### To-do list
1. Reproduce the homily post between "And since most" and "this Sunday's liturgy)", inclusive.
2. List every part of the body that the homily post says the cold invaded.
3. According to the homily post, how many pages long was the prepared homily?

### Extract to read

You are the apple of my eye!

Image: English 101

I'm not feeling well this weekend: a massive cold has invaded my chest, throat and head and my public speaking abilities have been hit hard. In light of that, at Mass this morning I told the people that I'd give an "express" version of my four page homily. The prepared text appears below but looking back on this morning's experience, I think I liked the express version better.

I'm wondering if there's a homiletic method here: write the homily and then deliver what the preacher believes to the heart of it, without benefit of the text. Any preachers out there work it this way? If my (unobjective) take is correct, I ended up delivering the main point and adding a few good elements that hadn't been in the text. Result: I was more pleased with the delivered homily than I am with the original text. Something for the preacher to ponder!

And since most who read what's here won't have heard my delivered homily, please keep any comments to what's in the text below - thanks!)

Homily for the Third Sunday of Advent
(Scriptures for this Sunday's liturgy)

Most of us don’t have much trouble imagining that God is
unhappy with us,
or annoyed by our behavior,
or pointing an accusing finger in our direction.

Some are convinced that God has abandoned them
or forgotten them
or just lost track of them.

But I’ll wager that most of us have a difficult time
imagining what the prophet told us in the first scripture,
that God rejoices over us,
takes delight in us -
sings at the top of his lungs because of us!
And not just "us" as a group
but rather that God takes delight in each of us:
me and you, and you, and you and you -
in each and every one of us...

We understand this in our own family relationships
but we find it near impossible to believe
in our relationship with God.

Parents, in general, are bothered, in general, by their children, in general!
Parents are often unhappy with how their children act;
often annoyed by their behavior
and often point an accusing finger at their sons and daughters.

But we seldom conclude that on account of this
it must be that those same parents don’t love their children,
don’t delight in their children,
that their hearts don’t sing for joy over their children.

Indeed, good parents love their children
in spite of their children’s faults and mistakes.
Good parents love their children
not because their children have earned or merited that love.

### Material
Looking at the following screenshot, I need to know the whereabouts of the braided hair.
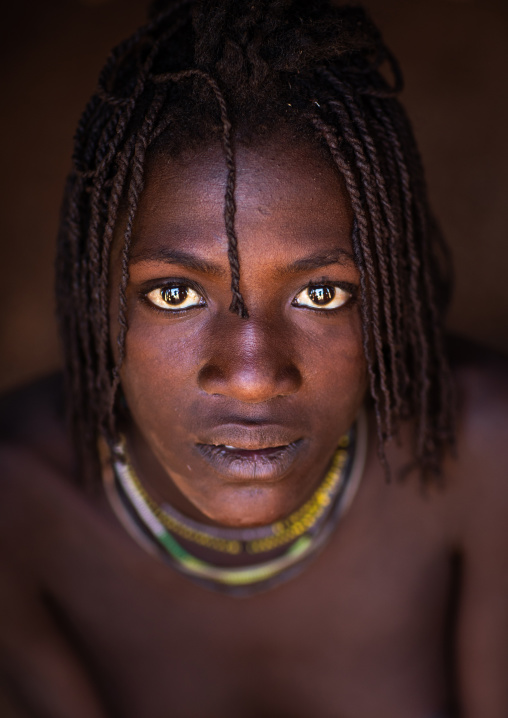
[57,0,454,490]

### Responses for each task
1.
And since most who read what's here won't have heard my delivered homily, please keep any comments to what's in the text below - thanks!)

Homily for the Third Sunday of Advent
(Scriptures for this Sunday's liturgy)

2. chest, throat, head

3. Four pages.